## SET EXERCISE
Render these lines as a numbered list, leaving out any blank lines.
+++ RECORDS FOR THE TASK
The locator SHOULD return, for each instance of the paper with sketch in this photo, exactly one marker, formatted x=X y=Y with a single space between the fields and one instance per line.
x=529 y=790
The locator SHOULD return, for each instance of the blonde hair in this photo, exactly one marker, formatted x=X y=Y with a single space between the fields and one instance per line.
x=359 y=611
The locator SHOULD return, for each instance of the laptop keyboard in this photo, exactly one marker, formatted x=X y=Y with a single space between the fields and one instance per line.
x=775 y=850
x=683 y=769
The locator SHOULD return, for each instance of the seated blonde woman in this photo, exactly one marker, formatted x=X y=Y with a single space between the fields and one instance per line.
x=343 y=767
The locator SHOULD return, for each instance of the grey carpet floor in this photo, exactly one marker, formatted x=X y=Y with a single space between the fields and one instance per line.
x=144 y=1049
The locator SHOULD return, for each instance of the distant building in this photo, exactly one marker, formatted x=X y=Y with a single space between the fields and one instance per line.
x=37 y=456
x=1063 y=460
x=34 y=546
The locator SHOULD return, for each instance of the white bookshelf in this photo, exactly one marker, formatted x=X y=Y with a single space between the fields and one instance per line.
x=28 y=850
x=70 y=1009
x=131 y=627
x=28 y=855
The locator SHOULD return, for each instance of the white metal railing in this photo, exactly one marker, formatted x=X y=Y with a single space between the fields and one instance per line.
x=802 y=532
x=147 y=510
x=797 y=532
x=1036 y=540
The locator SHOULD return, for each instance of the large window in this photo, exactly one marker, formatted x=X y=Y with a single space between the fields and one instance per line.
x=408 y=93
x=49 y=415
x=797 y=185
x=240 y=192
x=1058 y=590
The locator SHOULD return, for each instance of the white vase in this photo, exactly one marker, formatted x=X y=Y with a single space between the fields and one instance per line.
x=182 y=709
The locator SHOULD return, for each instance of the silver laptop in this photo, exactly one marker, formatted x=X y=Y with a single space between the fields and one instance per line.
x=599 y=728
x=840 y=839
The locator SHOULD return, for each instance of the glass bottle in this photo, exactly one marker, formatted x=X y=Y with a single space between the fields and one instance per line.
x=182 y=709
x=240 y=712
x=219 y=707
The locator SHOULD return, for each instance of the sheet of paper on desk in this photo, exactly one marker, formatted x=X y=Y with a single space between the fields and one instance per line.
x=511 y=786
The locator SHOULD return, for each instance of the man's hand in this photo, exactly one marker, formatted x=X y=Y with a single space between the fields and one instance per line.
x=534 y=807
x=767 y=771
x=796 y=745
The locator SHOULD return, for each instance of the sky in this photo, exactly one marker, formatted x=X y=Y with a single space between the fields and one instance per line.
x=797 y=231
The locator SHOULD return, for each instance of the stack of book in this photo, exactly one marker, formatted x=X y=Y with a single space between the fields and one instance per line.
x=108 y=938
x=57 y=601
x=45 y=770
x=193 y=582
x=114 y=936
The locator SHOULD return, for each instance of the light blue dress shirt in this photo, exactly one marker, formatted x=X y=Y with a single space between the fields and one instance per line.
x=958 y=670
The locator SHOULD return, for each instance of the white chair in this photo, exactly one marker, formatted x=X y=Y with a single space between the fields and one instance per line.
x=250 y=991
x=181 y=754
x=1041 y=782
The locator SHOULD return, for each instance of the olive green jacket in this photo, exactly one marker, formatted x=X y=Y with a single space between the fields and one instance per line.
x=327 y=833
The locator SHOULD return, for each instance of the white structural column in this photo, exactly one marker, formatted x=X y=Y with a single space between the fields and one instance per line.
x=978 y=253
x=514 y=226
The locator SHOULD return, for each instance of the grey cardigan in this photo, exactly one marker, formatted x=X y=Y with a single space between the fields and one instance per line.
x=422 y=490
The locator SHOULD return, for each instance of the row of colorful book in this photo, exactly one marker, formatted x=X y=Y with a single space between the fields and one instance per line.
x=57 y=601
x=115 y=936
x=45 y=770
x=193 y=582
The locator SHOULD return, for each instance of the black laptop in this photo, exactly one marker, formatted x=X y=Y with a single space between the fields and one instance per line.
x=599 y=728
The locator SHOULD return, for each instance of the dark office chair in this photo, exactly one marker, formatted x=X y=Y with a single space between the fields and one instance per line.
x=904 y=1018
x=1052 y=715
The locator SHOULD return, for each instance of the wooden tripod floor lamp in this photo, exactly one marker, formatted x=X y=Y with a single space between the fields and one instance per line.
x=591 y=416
++++++
## PROBLEM SOLUTION
1. The locator SHOULD return, for each instance of the paper with sketch in this photo, exactly one marker, formatted x=X y=Y with a single space between the fields and one instance per line.
2. x=529 y=790
3. The locator SHOULD return, for each instance of the blonde hair in this photo, exactly one marker, formatted x=X y=Y with a single space between the fields and one instance per line.
4. x=359 y=611
5. The locator SHOULD return, for each instance of the laptop keyboard in this photo, exactly one marker, formatted x=X y=Y with a single space between the fields and one instance per line.
6. x=775 y=850
7. x=683 y=769
8. The locator SHOULD return, for each instance of the seated blonde woman in this photo, exactly one marker, formatted x=X y=Y with a single space between the fields and one instance per line.
9. x=343 y=767
10. The locator SHOULD return, for each instance of the grey carpet floor in this photo, exactly one marker, formatted x=X y=Y with a single space between the fields and one instance per line.
11. x=144 y=1049
12. The locator SHOULD return, for each instance of the distant building in this photo, exactly one marker, formatted x=X y=Y with a single space between the fields and one instance per line.
13. x=37 y=456
14. x=1063 y=460
15. x=34 y=546
16. The locator SHOULD return, for each instance of the white bookshelf in this photo, exactly one marker, formatted x=X y=Y with a single space between the fields and one instance per line.
17. x=28 y=850
18. x=70 y=1009
19. x=131 y=627
20. x=28 y=855
21. The locator SHOULD return, for each instance of the white metal railing in this photo, exactly one marker, formatted x=X y=Y with a single space between the fields and one instance per line.
22. x=802 y=532
23. x=147 y=510
24. x=797 y=532
25. x=1036 y=540
26. The locator SHOULD return, for each instance of the large window in this photo, exactly one marker, formatted x=X y=Y with a single space between the fields and one instance per line.
27. x=408 y=93
28. x=49 y=415
29. x=797 y=185
30. x=240 y=192
31. x=1058 y=590
32. The locator SHOULD return, for each instance of the white vase in this photo, exactly one marker, formatted x=X y=Y with a single space between the fields and one instance per line.
33. x=182 y=709
34. The locator SHOULD return, for each instance of the silver laptop in this photo, exactly one marker, formatted x=X y=Y with a single space between the fields and one instance per line.
35. x=599 y=728
36. x=840 y=839
37. The locator SHOULD return, for each instance of the glass bottle in this photo, exactly one marker, formatted x=X y=Y with a single space between the fields and one instance per line.
38. x=182 y=709
39. x=240 y=712
40. x=219 y=707
41. The locator SHOULD return, for each instance of the sheet of paper on desk in this photo, exactly one marker, formatted x=X y=Y with a single space between the fields and one instance per line.
42. x=511 y=786
43. The locator SHOULD return, for each instance of the man's hand in this photo, exactly one marker, formatted x=X y=Y with a single space between the fields and one instance per line.
44. x=534 y=807
45. x=767 y=771
46. x=796 y=745
47. The locator SHOULD return, for each instance of the sky in this photo, exactly one marker, formatted x=X y=Y with a single space between the fields and one instance per line.
48. x=797 y=231
49. The locator SHOULD return, for each instance of the stack of book in this photo, exactly one marker, formatted x=X y=Y with a single space between the fields and one instance per line.
50. x=108 y=938
51. x=57 y=601
52. x=45 y=770
53. x=193 y=582
54. x=114 y=936
55. The locator SHOULD return, for each instance of the light blue dress shirt in this photo, exactly one marker, formatted x=X y=Y with a single space between the fields and one instance per line.
56. x=958 y=670
57. The locator SHOULD return, for each instance of the white chair in this photo, exactly one marker, formatted x=X y=Y with a single space between the fields and one instance per line.
58. x=250 y=991
59. x=181 y=754
60. x=1041 y=782
61. The locator SHOULD return, for each instance of the olive green jacket in this photo, exactly one marker, formatted x=X y=Y with a single space between the fields and one instance per line.
62. x=327 y=833
63. The locator SHOULD return, for each instance of the white structural column in this photo, exactly one marker, formatted x=X y=Y with a single space between the fields and one instance per line.
64. x=978 y=253
65. x=514 y=226
66. The locator SHOULD return, for each instance of the grey cardigan in this photo, exactly one marker, formatted x=X y=Y with a single space between the fields and one instance per line.
67. x=422 y=490
68. The locator SHOULD return, for each instance of the row of colorful book in this photo, exactly one marker, formatted x=X y=Y with a single space between the fields and one instance per line.
69. x=57 y=601
70. x=115 y=936
71. x=45 y=770
72. x=193 y=582
73. The locator SHOULD return, for each instance of the black laptop in this photo, exactly one marker, formatted x=X y=Y with a single space between the fields and one instance per line.
74. x=599 y=728
75. The locator SHOULD return, for each instance of the dark office chair in this photo, exactly one marker, formatted x=X y=Y with a single space between the fields and one instance per line.
76. x=904 y=1018
77. x=1052 y=715
78. The locator SHOULD return, for each instance of the wooden tripod floor lamp in this photo, exactly one marker, formatted x=X y=Y with a single space between the fields and one instance per line.
79. x=591 y=416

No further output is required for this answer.